_Trecho do texto_
◇ ◇ ◇

Guia da Semana

Foto: Sxc.hu

O fim de ano passou e, como quase todos no país, eu também parei por uma semana. Fui para a casa dos meus pais, no interior do estado de São Paulo. A minha cidade tem, mais ou menos, 30 mil habitantes. Como toda cidade pequena, Aguaí tem sua praça central, a Igreja matriz, as sorveterias pequenas e três bares de encontro das pessoas. Enquanto estou descrevendo, pode parecer quase um paraíso, mas não é mesmo! Sem cinema (na verdade tinham dois cinemas, um deles foi demolido e o outro está fechado caindo aos pedaços), sem teatro (nunca foi construído), uma biblioteca às moscas. Sem espaço cultural. Na verdade, existe uma ONG que tenta, sem quase nenhum recurso, proporcionar um pouco de cultura para uma população completamente carente.

A Praça Central é regada à bebida e sons inaudíveis. A única diversão que sobrou aos jovens é turbinar seus carros com sons potentes e beber muito. Afinal de contas, "a gente não quer só comida, a gente quer bebida, diversão e arte", já dizia o poeta. O que toca nos carros basicamente é funk (dos "proibidões" aos pornográficos), entre outras coisas que não dá para ouvir. Eu tentei sair um fim de semana. E na tentativa, frustrante, me sobrou a TV.

Ligar a TV em um sábado à noite, é realmente assustador. Uma emissora possui um programa classificado como humorístico. Mas que raios de humor é aquilo? Foi feito para gente sem a capacidade de entender as piadas? Eu não consegui sorrir um segundo se quer. Assisti aos programas inteiros, até o das altas da madrugada - este um pouco mais inteligente. Sobre o domingo televisivo, nem consigo entender o que aquele apresentador está fazendo lá há tantos anos. Falando em cima dos seus convidados, nada cultural. Aliás, prefiro pular o domingo da nossa televisão. Comecei uma análise do que, na teoria, seria a única maneira de acesso cultural para pequenas populações: a televisão aberta.

◇ ◇ ◇

_Material armazenado_
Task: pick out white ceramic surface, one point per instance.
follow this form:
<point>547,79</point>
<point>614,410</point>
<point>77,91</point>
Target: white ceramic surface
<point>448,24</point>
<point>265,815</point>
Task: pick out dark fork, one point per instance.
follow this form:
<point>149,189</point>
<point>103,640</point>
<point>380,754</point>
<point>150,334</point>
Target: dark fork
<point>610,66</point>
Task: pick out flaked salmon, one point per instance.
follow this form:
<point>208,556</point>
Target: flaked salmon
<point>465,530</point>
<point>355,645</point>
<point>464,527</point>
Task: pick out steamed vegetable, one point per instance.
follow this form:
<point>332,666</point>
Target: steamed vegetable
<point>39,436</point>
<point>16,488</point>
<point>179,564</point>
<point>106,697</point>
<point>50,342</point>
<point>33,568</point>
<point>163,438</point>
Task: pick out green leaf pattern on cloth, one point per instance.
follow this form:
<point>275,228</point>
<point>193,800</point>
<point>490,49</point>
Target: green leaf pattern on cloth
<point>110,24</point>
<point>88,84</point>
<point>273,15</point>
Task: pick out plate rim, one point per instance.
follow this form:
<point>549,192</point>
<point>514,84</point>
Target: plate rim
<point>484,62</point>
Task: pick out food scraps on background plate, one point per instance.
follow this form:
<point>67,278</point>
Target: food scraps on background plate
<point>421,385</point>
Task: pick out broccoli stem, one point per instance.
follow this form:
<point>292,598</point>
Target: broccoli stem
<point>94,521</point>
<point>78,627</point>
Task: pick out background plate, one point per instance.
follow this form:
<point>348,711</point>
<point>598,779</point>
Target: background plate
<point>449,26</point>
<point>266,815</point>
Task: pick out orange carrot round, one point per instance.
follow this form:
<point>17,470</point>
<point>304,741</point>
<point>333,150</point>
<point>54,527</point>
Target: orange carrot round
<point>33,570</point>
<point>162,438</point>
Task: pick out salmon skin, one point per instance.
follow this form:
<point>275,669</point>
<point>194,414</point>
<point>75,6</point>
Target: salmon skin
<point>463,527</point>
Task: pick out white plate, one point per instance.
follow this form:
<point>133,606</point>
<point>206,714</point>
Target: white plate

◇ ◇ ◇

_O que fazer_
1 - Com base no trecho do texto, responda a estas perguntas:
(a) Quantos habitantes tem, mais ou menos, a cidade de Aguaí?
(b) O que aconteceu com os dois cinemas que a cidade tinha?
(c) Que estilo musical toca basicamente nos carros da Praça Central?
2 - Liste tudo o que, segundo o trecho do texto, Aguaí tem "como toda cidade pequena".
O material é independente e não tem relação com o trecho do texto.

_Respostas por tarefa_
1 -
(a) Cerca de 30 mil habitantes.
(b) Um foi demolido, e o outro está fechado, caindo aos pedaços.
(c) Funk.

2 -
- A praça central
- A Igreja matriz
- As sorveterias pequenas
- Três bares de encontro das pessoas